# WRITTEN INSTRUCTION 1
In the blog entry, what discount did the coupon give, and where could it be used?

— Begin PAGE EXCERPT —

I helped Craig shop for some new jeans tonight, and we found some that he can totally rock. They're a smaller size than the last time he bought jeans, so yay for him! ...And me! *wink-wink* ;) I bought new jeans for myself today too, and a cute, purple jacket, but Craig doesn't know that, so shhh! *L* I had a 40% off coupon that was good for online shopping only, so I'm hoping they fit well and I don't have to return them and continue shopping.
We also went to my favorite restaurant for Lebanese food tonight. It was a late dinner and our eyes were much bigger than our stomaches. It seemed like we ordered one of almost everything on the menu. heh. Of course, we brought most of it home. We'll probably get another dinner and a lunch out of what's in the fridge yet. :D YUM!
There's so much I want to do tomorrow, but it's going to be a nice, low-key day at home, regardless of the long to-do list. Maybe I'll get enough sleep tonight that I'll be up to doing at least half of what I have tentatively planned. Sleep would be very good.
I've got my office curtains down and in the wash right now. Tomorrow we'll take the AC out of the living room window, and I'll wash those curtains, and that's the last of them! Clean curtains all around! I know that's really more of a spring chore, but I'm really keen on eliminating as much dust and dirt from this house as possible before we start closing it up for the winter when it's just me and my asthma against a winter's worth of dust.
My office is pretty damn cluttered. I haven't minded having the curtains down on any of the other windows, but I'm feeling a bit exposed right now. What a mess! It's good motivation to get that clutter under control though.
I'm pretty pleased with all the seasonal cleaning I've been doing lately. I just about have the worst of the dusty corners cleaned out, and I have my chores on a manageable weekly schedule that sees everything getting regularly vacuumed and dusted as a matter of maintenance.
I've always been somewhat comfortable in a mess. I like to have the things I'm currently working on laid out within arm's reach, and I like to have the things that need my attention sitting out somewhere to visually nag me. To an extent, I'm more comfortable with that than I am a neat and tidy home. I like the lived-in feel more than the magazine-ready look. The more stuff we pare down though, the easier it is to find a comfortable balance between the two. I still have lots of stuff I want to sell somewhere, but I'm already at the point where no extra house cleaning is necessary if we wanted to have company. That's my ultimate goal: to always have the house guest-ready.

— End PAGE EXCERPT —
— Begin DATASET —

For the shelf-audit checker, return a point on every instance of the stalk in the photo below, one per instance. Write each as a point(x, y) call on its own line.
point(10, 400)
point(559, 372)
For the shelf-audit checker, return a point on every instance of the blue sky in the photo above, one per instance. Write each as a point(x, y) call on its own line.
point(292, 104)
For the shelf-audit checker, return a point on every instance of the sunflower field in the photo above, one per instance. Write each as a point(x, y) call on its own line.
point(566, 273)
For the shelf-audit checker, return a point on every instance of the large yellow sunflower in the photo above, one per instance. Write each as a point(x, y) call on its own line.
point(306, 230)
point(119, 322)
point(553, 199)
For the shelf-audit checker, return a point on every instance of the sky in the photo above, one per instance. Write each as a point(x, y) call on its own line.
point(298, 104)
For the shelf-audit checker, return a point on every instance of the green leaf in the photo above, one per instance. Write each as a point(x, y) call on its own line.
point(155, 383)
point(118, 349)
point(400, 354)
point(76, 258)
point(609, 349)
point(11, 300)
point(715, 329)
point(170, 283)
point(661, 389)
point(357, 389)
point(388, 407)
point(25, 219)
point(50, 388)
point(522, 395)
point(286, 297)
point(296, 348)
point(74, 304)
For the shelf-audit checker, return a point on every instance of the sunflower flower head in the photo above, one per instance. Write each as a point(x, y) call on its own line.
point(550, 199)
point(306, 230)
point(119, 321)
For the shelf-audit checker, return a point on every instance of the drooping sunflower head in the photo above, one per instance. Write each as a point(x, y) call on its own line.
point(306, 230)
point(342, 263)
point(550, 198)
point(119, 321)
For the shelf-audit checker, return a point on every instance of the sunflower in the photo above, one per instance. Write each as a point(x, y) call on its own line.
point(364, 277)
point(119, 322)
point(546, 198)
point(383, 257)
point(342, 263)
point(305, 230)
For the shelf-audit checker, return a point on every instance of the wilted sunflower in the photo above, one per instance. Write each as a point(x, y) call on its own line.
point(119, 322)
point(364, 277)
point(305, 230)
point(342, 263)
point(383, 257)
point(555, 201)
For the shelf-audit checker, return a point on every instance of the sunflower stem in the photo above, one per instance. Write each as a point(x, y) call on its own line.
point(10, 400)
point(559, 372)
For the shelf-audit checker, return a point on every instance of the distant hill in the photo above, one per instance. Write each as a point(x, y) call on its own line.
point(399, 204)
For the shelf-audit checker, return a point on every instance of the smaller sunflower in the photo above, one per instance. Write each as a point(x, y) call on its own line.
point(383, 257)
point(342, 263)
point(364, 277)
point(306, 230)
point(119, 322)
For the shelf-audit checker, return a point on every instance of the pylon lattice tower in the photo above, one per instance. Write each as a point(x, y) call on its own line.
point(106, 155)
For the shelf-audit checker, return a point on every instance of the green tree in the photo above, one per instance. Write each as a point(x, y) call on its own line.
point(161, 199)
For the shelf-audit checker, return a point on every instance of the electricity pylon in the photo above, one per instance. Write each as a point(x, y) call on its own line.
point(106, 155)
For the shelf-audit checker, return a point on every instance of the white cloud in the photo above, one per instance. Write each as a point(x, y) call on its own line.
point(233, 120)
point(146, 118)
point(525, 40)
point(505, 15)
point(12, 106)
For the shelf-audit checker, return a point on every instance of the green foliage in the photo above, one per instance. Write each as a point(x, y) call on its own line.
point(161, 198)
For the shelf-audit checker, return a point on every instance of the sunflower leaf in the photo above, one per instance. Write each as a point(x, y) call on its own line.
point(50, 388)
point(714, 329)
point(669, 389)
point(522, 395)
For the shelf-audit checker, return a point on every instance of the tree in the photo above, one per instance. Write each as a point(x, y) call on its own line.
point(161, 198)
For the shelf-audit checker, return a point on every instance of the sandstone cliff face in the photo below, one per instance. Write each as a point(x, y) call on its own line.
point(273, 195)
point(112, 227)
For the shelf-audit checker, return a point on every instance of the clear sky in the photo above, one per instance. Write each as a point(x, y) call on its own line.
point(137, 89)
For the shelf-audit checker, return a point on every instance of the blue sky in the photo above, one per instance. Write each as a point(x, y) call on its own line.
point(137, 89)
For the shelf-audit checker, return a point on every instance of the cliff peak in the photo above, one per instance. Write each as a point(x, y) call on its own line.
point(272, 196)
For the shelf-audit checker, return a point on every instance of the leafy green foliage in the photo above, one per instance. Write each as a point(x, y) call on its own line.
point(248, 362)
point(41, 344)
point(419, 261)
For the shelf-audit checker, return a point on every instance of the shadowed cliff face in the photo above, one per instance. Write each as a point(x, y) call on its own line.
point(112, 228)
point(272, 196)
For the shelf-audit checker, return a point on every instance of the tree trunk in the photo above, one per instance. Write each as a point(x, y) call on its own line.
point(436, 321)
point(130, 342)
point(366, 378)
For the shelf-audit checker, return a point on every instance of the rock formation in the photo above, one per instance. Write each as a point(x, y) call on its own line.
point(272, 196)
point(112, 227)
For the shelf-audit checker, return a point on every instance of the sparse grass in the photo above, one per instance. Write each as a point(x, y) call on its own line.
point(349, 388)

— End DATASET —

# WRITTEN INSTRUCTION 2
Render everything in the listing from the line containing "the sunflower in" down through the line containing "point(12, 106)" as a numbered list, skipping any blank lines.

# WORKED ANSWER 1
It gave 40% off and was good for online shopping only.

# WORKED ANSWER 2
1. For the shelf-audit checker, return a point on every instance of the sunflower in the photo above, one per instance. Write each as a point(x, y) call on its own line.
2. point(364, 277)
3. point(119, 322)
4. point(546, 198)
5. point(383, 257)
6. point(342, 263)
7. point(305, 230)
8. For the shelf-audit checker, return a point on every instance of the wilted sunflower in the photo above, one per instance. Write each as a point(x, y) call on its own line.
9. point(119, 322)
10. point(364, 277)
11. point(305, 230)
12. point(342, 263)
13. point(383, 257)
14. point(555, 201)
15. For the shelf-audit checker, return a point on every instance of the sunflower stem in the photo above, one per instance. Write each as a point(x, y) call on its own line.
16. point(10, 400)
17. point(559, 372)
18. For the shelf-audit checker, return a point on every instance of the distant hill in the photo above, one per instance. Write each as a point(x, y) call on its own line.
19. point(399, 204)
20. For the shelf-audit checker, return a point on every instance of the smaller sunflower in the photo above, one per instance. Write each as a point(x, y) call on its own line.
21. point(383, 257)
22. point(342, 263)
23. point(364, 277)
24. point(306, 230)
25. point(119, 322)
26. For the shelf-audit checker, return a point on every instance of the pylon lattice tower in the photo above, one per instance. Write each as a point(x, y) call on its own line.
27. point(106, 155)
28. For the shelf-audit checker, return a point on every instance of the green tree in the photo above, one per instance. Write each as a point(x, y) call on its own line.
29. point(161, 199)
30. For the shelf-audit checker, return a point on every instance of the electricity pylon in the photo above, one per instance. Write each as a point(x, y) call on its own line.
31. point(106, 155)
32. For the shelf-audit checker, return a point on every instance of the white cloud in the photo above, one per instance. Write each as a point(x, y) call on its own line.
33. point(233, 120)
34. point(146, 118)
35. point(525, 40)
36. point(505, 15)
37. point(12, 106)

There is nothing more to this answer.